Stated exercise >>
The records are to be restated in their entirety, word for word.

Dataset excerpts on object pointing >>
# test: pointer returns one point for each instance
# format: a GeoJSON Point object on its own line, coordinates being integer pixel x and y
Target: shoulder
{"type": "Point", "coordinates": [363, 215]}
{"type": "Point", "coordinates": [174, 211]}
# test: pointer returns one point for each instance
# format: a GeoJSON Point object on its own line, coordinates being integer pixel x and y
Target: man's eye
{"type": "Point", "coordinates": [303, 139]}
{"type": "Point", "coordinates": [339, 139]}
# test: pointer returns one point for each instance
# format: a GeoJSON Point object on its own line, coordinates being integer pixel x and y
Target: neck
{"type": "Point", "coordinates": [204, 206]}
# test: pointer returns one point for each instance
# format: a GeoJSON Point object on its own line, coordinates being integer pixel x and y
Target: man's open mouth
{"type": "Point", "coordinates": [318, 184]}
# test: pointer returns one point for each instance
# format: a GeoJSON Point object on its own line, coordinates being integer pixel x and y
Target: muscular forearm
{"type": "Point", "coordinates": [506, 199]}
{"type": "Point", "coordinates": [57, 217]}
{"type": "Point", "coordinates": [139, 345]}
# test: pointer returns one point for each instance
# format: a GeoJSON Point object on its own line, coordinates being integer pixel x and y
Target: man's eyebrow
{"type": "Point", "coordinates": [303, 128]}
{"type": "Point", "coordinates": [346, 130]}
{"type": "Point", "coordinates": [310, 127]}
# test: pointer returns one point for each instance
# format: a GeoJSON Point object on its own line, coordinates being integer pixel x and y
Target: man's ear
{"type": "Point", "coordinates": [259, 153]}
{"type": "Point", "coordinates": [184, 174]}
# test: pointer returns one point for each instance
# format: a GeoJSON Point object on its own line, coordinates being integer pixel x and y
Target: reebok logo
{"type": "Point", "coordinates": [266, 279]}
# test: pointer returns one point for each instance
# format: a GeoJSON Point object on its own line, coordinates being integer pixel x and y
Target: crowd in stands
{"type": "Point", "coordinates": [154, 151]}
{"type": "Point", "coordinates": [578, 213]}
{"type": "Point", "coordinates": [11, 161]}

Response to this task >>
# test: pointer returns one point for each instance
# format: a GeoJSON Point object on its own line, coordinates being integer pixel x and y
Target: shoulder
{"type": "Point", "coordinates": [363, 215]}
{"type": "Point", "coordinates": [174, 211]}
# test: pointer returns one point for each instance
# format: a GeoJSON Point object on its own line, coordinates being integer pixel x and y
Target: man's eye
{"type": "Point", "coordinates": [303, 139]}
{"type": "Point", "coordinates": [339, 139]}
# test: pointer returns one point for each instance
# format: a GeoJSON Point object on its own line, coordinates being integer pixel x and y
Target: neck
{"type": "Point", "coordinates": [204, 206]}
# test: pointer returns one point for each instance
# format: a GeoJSON Point object on its own line, coordinates being integer pixel x and y
Target: man's open mouth
{"type": "Point", "coordinates": [318, 184]}
# test: pointer returns one point for each instance
# format: a GeoJSON Point object on its own line, coordinates being integer pixel x and y
Target: muscular forearm
{"type": "Point", "coordinates": [506, 199]}
{"type": "Point", "coordinates": [57, 217]}
{"type": "Point", "coordinates": [139, 345]}
# test: pointer returns one point for each instance
# format: a GeoJSON Point object on its own line, coordinates being integer pixel x and y
Target: man's eyebrow
{"type": "Point", "coordinates": [303, 128]}
{"type": "Point", "coordinates": [346, 130]}
{"type": "Point", "coordinates": [310, 127]}
# test: pointer returns one point for each instance
# format: a GeoJSON Point object on its own line, coordinates being integer pixel x and y
Target: man's ear
{"type": "Point", "coordinates": [259, 153]}
{"type": "Point", "coordinates": [184, 174]}
# test: pointer returns one point for each instance
# format: a GeoJSON Point object on its own line, coordinates being integer pixel x and y
Target: reebok logo
{"type": "Point", "coordinates": [266, 279]}
# test: pointer returns one point for each instance
# format: a GeoJSON Point object on its own line, coordinates being integer pixel x and y
Target: crowd in stands
{"type": "Point", "coordinates": [154, 151]}
{"type": "Point", "coordinates": [578, 213]}
{"type": "Point", "coordinates": [11, 161]}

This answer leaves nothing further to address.